> [Input for this task]
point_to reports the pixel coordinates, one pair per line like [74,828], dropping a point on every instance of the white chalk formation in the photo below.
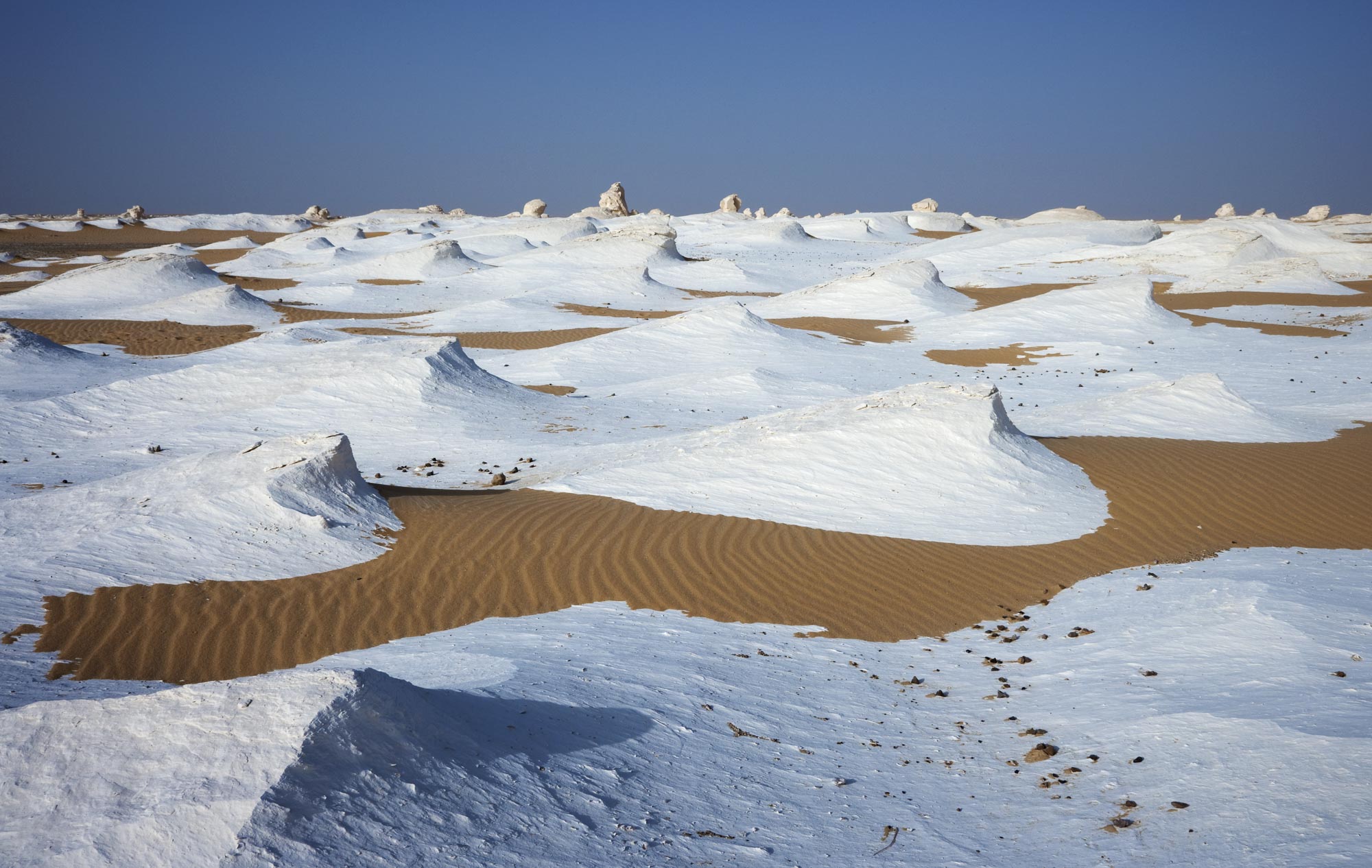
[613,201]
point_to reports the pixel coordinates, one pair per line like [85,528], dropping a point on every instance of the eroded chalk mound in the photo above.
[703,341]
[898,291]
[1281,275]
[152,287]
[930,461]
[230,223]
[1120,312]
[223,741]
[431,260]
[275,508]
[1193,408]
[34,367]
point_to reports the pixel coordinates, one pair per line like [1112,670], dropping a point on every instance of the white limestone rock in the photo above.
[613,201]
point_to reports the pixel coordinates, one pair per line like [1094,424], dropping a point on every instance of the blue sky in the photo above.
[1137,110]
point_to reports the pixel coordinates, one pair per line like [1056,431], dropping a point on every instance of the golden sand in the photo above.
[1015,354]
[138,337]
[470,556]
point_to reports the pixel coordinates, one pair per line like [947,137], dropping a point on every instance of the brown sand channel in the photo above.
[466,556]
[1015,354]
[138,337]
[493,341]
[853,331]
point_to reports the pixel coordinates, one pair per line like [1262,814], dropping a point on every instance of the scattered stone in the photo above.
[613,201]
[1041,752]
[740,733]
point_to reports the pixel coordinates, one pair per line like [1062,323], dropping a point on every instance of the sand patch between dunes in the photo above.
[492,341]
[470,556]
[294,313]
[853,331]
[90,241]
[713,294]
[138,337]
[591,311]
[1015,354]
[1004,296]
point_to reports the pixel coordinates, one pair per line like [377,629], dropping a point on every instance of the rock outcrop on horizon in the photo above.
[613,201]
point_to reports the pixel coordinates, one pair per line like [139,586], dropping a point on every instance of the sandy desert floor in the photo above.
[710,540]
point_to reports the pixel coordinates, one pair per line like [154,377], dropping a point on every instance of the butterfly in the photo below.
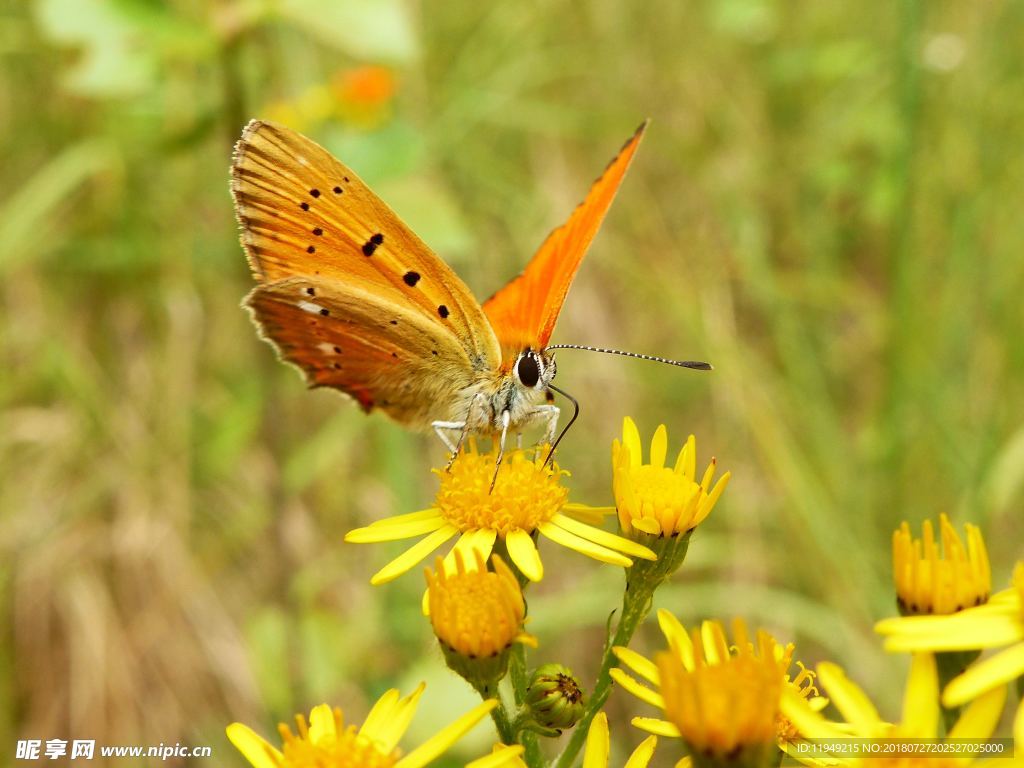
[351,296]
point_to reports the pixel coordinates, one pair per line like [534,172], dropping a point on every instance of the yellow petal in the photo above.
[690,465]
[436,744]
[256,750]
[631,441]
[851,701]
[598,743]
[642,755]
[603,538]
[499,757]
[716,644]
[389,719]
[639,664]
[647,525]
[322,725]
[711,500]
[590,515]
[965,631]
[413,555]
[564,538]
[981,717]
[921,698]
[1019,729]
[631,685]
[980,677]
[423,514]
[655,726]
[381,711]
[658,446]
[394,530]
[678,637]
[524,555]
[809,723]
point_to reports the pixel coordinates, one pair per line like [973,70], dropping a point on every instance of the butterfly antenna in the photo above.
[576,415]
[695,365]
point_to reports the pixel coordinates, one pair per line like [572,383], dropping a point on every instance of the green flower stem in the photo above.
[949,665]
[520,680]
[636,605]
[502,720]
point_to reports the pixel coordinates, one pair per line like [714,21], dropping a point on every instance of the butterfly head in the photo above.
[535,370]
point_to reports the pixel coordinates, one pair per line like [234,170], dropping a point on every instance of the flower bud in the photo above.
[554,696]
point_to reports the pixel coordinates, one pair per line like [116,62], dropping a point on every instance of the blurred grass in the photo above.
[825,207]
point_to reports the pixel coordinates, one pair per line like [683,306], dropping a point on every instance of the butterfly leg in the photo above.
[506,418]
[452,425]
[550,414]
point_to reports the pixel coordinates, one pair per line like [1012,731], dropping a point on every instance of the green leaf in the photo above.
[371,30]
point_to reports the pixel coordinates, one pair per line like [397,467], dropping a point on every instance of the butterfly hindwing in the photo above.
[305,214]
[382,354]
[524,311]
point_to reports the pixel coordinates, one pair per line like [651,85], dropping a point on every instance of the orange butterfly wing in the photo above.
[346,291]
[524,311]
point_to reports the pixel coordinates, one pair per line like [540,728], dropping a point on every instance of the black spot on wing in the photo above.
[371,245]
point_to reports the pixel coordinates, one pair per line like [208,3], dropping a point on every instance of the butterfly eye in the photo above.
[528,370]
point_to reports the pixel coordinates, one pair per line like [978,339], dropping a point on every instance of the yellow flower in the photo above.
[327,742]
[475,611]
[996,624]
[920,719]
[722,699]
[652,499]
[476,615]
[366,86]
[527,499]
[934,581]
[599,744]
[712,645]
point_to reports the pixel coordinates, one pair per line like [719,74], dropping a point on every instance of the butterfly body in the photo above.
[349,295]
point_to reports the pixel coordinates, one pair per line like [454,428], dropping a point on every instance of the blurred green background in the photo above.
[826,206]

==

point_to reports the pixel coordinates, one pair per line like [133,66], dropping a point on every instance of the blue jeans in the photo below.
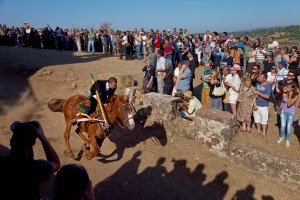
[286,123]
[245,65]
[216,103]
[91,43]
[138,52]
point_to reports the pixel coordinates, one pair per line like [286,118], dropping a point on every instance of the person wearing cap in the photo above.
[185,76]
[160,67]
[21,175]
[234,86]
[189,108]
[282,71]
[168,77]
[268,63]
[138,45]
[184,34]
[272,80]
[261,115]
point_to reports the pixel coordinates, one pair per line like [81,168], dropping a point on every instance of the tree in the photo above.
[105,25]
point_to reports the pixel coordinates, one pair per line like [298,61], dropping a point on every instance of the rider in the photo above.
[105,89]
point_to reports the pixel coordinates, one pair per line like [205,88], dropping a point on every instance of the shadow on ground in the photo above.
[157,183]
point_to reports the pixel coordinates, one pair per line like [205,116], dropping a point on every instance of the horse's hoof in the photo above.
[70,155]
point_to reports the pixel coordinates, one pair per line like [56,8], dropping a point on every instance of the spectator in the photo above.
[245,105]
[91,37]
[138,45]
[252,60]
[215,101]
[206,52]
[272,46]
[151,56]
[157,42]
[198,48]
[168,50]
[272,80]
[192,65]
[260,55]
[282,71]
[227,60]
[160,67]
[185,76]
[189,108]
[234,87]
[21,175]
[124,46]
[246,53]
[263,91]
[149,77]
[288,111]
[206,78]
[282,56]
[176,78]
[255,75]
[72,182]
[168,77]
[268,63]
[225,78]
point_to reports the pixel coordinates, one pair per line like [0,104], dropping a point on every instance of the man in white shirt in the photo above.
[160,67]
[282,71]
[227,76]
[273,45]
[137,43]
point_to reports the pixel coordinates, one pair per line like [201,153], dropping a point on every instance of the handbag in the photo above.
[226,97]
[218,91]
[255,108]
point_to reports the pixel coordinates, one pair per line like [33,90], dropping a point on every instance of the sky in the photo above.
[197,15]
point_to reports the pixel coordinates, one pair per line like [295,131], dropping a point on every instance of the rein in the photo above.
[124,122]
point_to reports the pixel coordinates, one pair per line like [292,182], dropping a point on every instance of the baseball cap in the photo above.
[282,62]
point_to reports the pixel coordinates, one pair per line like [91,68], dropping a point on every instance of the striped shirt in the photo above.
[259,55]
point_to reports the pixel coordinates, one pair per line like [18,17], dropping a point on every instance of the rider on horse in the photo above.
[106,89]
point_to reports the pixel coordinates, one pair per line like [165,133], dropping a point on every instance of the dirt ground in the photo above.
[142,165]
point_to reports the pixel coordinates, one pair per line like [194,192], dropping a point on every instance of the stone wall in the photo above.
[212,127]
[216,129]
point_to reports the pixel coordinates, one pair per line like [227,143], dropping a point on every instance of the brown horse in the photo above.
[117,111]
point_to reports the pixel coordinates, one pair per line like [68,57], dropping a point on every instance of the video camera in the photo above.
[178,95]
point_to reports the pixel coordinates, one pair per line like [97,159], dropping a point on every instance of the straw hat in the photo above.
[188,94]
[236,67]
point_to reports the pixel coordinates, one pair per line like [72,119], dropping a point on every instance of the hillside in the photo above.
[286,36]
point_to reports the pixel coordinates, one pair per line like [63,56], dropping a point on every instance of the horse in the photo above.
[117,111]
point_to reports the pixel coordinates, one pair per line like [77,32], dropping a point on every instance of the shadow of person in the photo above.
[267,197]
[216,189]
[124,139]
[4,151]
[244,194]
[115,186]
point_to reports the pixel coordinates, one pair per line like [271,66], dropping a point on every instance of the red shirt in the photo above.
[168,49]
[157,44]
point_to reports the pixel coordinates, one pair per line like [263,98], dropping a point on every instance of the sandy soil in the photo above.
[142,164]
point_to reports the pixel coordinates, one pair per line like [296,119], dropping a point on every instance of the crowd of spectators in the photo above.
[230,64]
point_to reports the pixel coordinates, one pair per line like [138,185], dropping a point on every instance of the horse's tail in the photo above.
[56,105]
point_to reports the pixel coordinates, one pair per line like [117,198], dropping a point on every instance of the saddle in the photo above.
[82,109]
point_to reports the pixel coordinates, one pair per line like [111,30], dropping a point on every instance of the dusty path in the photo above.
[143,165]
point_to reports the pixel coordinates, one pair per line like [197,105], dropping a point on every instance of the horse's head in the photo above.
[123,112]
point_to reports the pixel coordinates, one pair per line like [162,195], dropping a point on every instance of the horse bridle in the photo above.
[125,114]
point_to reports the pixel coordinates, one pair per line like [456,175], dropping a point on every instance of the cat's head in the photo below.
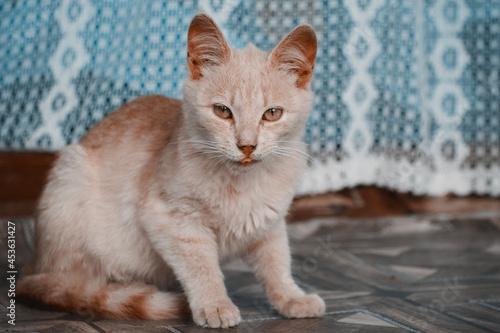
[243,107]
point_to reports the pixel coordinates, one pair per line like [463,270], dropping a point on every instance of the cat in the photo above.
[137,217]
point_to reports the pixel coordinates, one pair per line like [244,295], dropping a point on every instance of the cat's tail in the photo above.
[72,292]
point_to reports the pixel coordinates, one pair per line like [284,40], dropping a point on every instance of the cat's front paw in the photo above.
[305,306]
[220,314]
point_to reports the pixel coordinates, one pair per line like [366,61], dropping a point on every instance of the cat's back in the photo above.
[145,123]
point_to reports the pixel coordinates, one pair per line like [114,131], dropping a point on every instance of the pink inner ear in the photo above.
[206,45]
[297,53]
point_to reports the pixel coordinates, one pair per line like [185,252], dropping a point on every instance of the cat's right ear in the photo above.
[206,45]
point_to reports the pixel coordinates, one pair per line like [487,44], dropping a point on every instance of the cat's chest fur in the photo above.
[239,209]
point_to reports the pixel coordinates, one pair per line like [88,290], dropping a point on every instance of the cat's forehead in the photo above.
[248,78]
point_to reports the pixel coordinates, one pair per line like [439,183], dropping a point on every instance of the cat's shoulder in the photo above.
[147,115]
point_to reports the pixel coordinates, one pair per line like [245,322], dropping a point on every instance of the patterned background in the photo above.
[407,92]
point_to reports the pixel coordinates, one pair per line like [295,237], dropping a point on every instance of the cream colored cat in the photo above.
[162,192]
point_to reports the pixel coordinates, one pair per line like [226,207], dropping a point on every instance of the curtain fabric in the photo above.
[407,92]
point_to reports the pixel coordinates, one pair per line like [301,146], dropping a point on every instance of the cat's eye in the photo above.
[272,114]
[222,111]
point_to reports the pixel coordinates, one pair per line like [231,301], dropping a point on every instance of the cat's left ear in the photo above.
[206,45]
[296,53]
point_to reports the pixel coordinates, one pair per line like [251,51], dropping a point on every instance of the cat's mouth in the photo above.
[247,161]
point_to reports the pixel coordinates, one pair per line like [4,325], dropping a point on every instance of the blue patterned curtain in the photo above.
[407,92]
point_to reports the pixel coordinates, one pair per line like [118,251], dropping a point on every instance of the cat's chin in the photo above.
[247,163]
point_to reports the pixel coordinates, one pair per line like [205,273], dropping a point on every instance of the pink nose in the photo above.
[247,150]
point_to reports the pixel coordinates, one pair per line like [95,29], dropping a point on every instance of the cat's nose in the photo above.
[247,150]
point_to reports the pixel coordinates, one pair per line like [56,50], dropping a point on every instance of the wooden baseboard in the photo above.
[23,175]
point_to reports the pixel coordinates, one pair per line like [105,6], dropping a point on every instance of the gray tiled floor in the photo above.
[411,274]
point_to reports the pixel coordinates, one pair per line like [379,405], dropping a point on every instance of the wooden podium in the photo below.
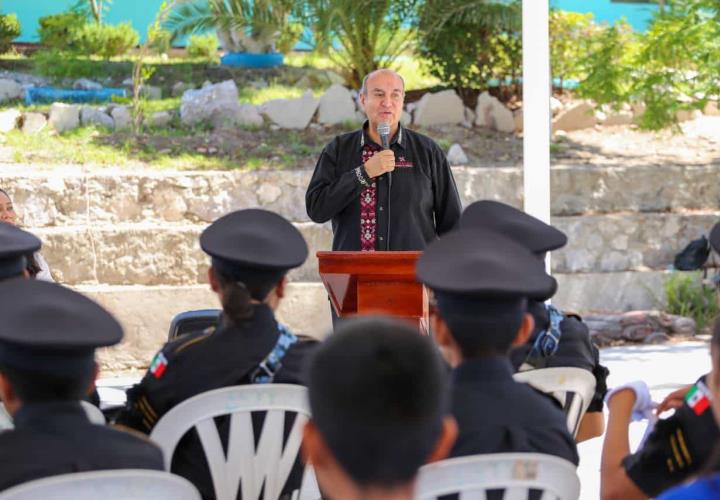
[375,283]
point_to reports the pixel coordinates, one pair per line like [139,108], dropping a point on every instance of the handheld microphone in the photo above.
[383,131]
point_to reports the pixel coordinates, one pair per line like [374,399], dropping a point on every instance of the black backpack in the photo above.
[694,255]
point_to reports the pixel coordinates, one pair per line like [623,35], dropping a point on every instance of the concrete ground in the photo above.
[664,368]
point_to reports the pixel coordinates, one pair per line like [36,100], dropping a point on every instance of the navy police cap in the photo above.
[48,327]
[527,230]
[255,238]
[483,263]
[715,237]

> [Task statement] Gather every row above that contains the word "tail" and copy each of those rows out in full.

> [Solution for this task]
point_to reports the pixel coordinates, one pair per line like [138,185], dropping a point on every instance of the horse's tail in the photo above.
point_to reports the pixel coordinates, one pair per line like [244,295], dropping a point on every instance of the cat's tail in the photo above.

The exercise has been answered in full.